Task details: Could you rewrite these lines with every "single point" changed to "single dot" and nothing else altered?
** Start of Extracted records **
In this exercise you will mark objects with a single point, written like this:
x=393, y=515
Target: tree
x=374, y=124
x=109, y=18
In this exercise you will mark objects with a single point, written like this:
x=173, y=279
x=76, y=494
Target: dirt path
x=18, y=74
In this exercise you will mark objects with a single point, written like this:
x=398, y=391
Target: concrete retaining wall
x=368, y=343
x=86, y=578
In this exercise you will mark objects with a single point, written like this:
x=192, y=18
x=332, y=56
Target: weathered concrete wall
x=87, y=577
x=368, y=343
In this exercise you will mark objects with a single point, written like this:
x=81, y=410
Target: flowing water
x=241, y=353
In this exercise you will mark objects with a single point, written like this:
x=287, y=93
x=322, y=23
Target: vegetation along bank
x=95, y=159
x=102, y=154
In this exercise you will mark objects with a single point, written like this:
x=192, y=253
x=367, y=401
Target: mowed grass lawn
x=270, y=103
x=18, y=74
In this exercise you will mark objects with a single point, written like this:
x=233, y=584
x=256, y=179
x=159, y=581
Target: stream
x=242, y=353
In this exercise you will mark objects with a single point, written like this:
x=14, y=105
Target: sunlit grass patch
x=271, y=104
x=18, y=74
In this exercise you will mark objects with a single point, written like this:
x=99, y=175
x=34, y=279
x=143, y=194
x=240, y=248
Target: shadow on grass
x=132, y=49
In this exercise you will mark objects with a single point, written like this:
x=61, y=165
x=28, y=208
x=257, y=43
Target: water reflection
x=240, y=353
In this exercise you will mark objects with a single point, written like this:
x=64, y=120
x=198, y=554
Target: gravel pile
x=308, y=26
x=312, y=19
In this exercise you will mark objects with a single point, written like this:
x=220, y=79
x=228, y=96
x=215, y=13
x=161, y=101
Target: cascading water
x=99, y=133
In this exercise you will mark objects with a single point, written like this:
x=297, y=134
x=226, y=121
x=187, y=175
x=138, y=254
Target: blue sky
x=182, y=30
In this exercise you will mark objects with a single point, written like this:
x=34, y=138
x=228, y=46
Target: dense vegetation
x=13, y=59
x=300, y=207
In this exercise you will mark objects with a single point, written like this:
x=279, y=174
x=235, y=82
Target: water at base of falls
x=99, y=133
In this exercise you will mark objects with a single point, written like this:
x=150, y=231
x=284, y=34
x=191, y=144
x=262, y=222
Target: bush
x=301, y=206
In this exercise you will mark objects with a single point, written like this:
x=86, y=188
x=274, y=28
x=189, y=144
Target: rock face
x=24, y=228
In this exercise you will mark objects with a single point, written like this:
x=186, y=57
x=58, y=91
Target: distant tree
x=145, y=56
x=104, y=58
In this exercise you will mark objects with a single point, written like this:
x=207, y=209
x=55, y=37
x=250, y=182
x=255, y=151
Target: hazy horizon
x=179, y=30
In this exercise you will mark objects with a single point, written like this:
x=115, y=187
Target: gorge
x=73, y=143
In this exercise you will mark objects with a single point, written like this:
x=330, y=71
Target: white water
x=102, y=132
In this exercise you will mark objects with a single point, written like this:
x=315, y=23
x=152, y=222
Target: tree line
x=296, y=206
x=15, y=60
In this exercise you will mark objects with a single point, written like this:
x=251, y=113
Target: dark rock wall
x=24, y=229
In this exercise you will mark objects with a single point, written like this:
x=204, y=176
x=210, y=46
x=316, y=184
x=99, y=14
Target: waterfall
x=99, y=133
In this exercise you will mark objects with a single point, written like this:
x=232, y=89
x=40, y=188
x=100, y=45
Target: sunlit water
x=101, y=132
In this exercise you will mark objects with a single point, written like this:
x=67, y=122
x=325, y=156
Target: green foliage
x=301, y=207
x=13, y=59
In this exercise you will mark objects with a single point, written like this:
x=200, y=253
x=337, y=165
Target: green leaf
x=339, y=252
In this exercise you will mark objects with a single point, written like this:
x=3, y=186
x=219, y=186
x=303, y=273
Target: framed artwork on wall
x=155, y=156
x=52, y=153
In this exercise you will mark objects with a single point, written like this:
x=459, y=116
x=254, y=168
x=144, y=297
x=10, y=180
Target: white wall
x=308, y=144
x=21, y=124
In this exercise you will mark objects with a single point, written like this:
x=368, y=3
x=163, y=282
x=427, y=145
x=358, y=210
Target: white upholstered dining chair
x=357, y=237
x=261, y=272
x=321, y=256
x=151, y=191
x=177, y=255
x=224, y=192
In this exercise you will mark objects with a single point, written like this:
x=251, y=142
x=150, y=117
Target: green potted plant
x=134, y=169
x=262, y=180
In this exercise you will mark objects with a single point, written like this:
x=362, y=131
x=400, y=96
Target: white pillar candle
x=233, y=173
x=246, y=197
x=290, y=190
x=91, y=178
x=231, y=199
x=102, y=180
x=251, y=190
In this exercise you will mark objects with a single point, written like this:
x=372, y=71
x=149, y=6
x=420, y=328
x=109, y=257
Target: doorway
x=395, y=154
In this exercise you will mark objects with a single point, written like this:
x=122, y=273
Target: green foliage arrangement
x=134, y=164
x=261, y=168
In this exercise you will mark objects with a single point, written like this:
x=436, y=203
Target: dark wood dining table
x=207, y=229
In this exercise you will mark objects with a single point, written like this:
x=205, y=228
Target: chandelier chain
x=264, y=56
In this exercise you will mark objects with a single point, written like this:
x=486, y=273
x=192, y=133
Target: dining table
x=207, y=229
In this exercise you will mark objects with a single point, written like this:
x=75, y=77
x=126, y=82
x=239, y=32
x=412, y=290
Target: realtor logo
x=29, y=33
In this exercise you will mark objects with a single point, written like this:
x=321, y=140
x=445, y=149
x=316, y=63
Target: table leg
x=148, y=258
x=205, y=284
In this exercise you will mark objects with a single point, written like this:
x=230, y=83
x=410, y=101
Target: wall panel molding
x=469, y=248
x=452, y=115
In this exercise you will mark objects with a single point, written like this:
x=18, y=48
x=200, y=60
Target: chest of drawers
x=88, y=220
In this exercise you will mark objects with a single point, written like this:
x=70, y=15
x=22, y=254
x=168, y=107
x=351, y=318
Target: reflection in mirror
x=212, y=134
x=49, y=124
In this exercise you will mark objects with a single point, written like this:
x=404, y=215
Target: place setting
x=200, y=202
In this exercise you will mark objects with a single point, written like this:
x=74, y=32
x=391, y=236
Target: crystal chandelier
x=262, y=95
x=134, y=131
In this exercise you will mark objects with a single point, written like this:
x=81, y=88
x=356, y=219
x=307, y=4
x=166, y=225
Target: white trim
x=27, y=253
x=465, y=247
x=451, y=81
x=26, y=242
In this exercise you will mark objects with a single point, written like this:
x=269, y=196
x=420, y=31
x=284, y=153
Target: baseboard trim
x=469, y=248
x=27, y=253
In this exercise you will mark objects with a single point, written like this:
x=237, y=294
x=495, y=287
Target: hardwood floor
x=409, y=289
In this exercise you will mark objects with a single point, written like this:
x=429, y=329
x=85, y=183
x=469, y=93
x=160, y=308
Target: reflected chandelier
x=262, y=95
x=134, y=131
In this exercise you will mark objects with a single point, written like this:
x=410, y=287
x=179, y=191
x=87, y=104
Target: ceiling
** End of Extracted records **
Full output:
In this exercise you will mark objects with a single dot, written like this:
x=393, y=515
Target: tree
x=374, y=124
x=109, y=18
In this exercise you will mark objects with a single dot, written like this:
x=173, y=279
x=76, y=494
Target: dirt path
x=18, y=74
In this exercise you will mark objects with a single dot, written like this:
x=398, y=391
Target: concrete retaining wall
x=368, y=343
x=86, y=578
In this exercise you will mark objects with a single dot, written like this:
x=192, y=18
x=332, y=56
Target: weathered concrete wall
x=87, y=577
x=368, y=343
In this exercise you will mark objects with a single dot, written like this:
x=81, y=410
Target: flowing water
x=241, y=353
In this exercise you will mark objects with a single dot, written like this:
x=287, y=93
x=322, y=23
Target: vegetation along bank
x=95, y=159
x=102, y=154
In this exercise you will mark objects with a single dot, written like this:
x=192, y=253
x=367, y=401
Target: mowed grass lawn
x=270, y=103
x=18, y=74
In this exercise you will mark objects with a single dot, written like this:
x=233, y=584
x=256, y=179
x=159, y=581
Target: stream
x=242, y=353
In this exercise you will mark objects with a single dot, written like this:
x=14, y=105
Target: sunlit grass patch
x=271, y=104
x=18, y=74
In this exercise you will mark objects with a single dot, written like this:
x=99, y=175
x=34, y=279
x=143, y=194
x=240, y=248
Target: shadow on grass
x=132, y=49
In this exercise you will mark objects with a single dot, written like this:
x=61, y=165
x=28, y=208
x=257, y=43
Target: water reflection
x=240, y=353
In this exercise you will mark objects with a single dot, written like this:
x=64, y=120
x=198, y=554
Target: gravel pile
x=308, y=26
x=312, y=19
In this exercise you will mark objects with a single dot, written like this:
x=220, y=79
x=228, y=96
x=215, y=13
x=161, y=101
Target: cascading water
x=99, y=133
In this exercise you will mark objects with a single dot, written like this:
x=297, y=134
x=226, y=121
x=187, y=175
x=138, y=254
Target: blue sky
x=182, y=30
In this exercise you will mark objects with a single dot, written like this:
x=34, y=138
x=228, y=46
Target: dense vegetation
x=13, y=59
x=300, y=207
In this exercise you will mark objects with a single dot, written like this:
x=279, y=174
x=235, y=82
Target: water at base of falls
x=99, y=133
In this exercise you will mark objects with a single dot, written like this:
x=150, y=231
x=284, y=34
x=191, y=144
x=262, y=222
Target: bush
x=301, y=206
In this exercise you will mark objects with a single dot, written like this:
x=86, y=188
x=274, y=28
x=189, y=144
Target: rock face
x=24, y=228
In this exercise you will mark objects with a single dot, written like this:
x=186, y=57
x=58, y=91
Target: distant tree
x=145, y=56
x=104, y=58
In this exercise you will mark objects with a single dot, written like this:
x=207, y=209
x=55, y=37
x=250, y=182
x=255, y=151
Target: hazy horizon
x=179, y=30
In this exercise you will mark objects with a single dot, written like this:
x=115, y=187
Target: gorge
x=73, y=143
In this exercise you will mark objects with a single dot, written like this:
x=330, y=71
Target: white water
x=102, y=132
In this exercise you will mark objects with a single dot, written like this:
x=315, y=23
x=152, y=222
Target: tree line
x=296, y=206
x=15, y=60
In this exercise you will mark objects with a single dot, written like this:
x=251, y=113
Target: dark rock wall
x=24, y=229
In this exercise you will mark objects with a single dot, written like this:
x=204, y=176
x=210, y=46
x=316, y=184
x=99, y=14
Target: waterfall
x=99, y=133
In this exercise you will mark objects with a single dot, written like this:
x=232, y=89
x=40, y=188
x=100, y=45
Target: sunlit water
x=101, y=132
In this exercise you will mark objects with a single dot, written like this:
x=67, y=122
x=325, y=156
Target: green foliage
x=301, y=207
x=13, y=59
In this exercise you will mark objects with a single dot, written like this:
x=200, y=253
x=337, y=165
Target: green leaf
x=339, y=252
In this exercise you will mark objects with a single dot, written like this:
x=3, y=186
x=219, y=186
x=303, y=273
Target: framed artwork on wall
x=155, y=156
x=52, y=153
In this exercise you will mark objects with a single dot, written like this:
x=459, y=116
x=254, y=168
x=144, y=297
x=10, y=180
Target: white wall
x=308, y=144
x=21, y=124
In this exercise you will mark objects with a single dot, written like this:
x=368, y=3
x=163, y=282
x=427, y=145
x=358, y=210
Target: white upholstered dining chair
x=357, y=237
x=261, y=272
x=321, y=256
x=151, y=191
x=177, y=255
x=224, y=192
In this exercise you will mark objects with a single dot, written like this:
x=251, y=142
x=150, y=117
Target: green potted plant
x=134, y=169
x=262, y=180
In this exercise you will mark objects with a single dot, written like this:
x=362, y=131
x=400, y=96
Target: white pillar candle
x=233, y=173
x=246, y=197
x=290, y=190
x=91, y=178
x=231, y=199
x=102, y=180
x=251, y=190
In this exercise you will mark objects with a single dot, written like this:
x=372, y=71
x=149, y=6
x=420, y=328
x=109, y=257
Target: doorway
x=395, y=154
In this exercise you will mark objects with a single dot, written like this:
x=122, y=273
Target: green foliage arrangement
x=134, y=164
x=261, y=168
In this exercise you will mark objects with a single dot, written like this:
x=436, y=203
Target: dark wood dining table
x=207, y=229
In this exercise you will mark objects with a single dot, written like this:
x=205, y=228
Target: chandelier chain
x=264, y=56
In this exercise you will mark objects with a single dot, written like this:
x=486, y=273
x=192, y=133
Target: dining table
x=207, y=229
In this exercise you will mark objects with a single dot, written like this:
x=75, y=77
x=126, y=82
x=239, y=32
x=412, y=290
Target: realtor logo
x=29, y=33
In this exercise you will mark objects with a single dot, written like this:
x=321, y=140
x=445, y=149
x=316, y=63
Target: table leg
x=148, y=258
x=205, y=284
In this exercise you will mark objects with a single dot, written like this:
x=230, y=83
x=410, y=101
Target: wall panel molding
x=469, y=248
x=452, y=115
In this exercise you will mark objects with a single dot, written like this:
x=18, y=48
x=200, y=60
Target: chest of drawers
x=88, y=220
In this exercise you will mark objects with a single dot, written like this:
x=70, y=15
x=22, y=254
x=168, y=107
x=351, y=318
Target: reflection in mirror
x=212, y=134
x=49, y=124
In this exercise you will mark objects with a single dot, written like this:
x=404, y=215
Target: place setting
x=200, y=202
In this exercise you will mark objects with a single dot, written like this:
x=74, y=32
x=391, y=236
Target: crystal chandelier
x=262, y=95
x=134, y=131
In this exercise you will mark objects with a single dot, written like this:
x=81, y=88
x=356, y=219
x=307, y=4
x=166, y=225
Target: white trim
x=27, y=253
x=465, y=247
x=451, y=81
x=26, y=242
In this exercise you will mark objects with a single dot, written like this:
x=269, y=196
x=420, y=31
x=284, y=153
Target: baseboard trim
x=469, y=248
x=27, y=253
In this exercise you will mark objects with a single dot, written like this:
x=237, y=294
x=495, y=287
Target: hardwood floor
x=409, y=289
In this exercise you will mark objects with a single dot, written like this:
x=429, y=329
x=85, y=183
x=469, y=93
x=160, y=308
Target: reflected chandelier
x=262, y=95
x=134, y=131
In this exercise you will mark objects with a single dot, written like this:
x=410, y=287
x=179, y=191
x=87, y=104
Target: ceiling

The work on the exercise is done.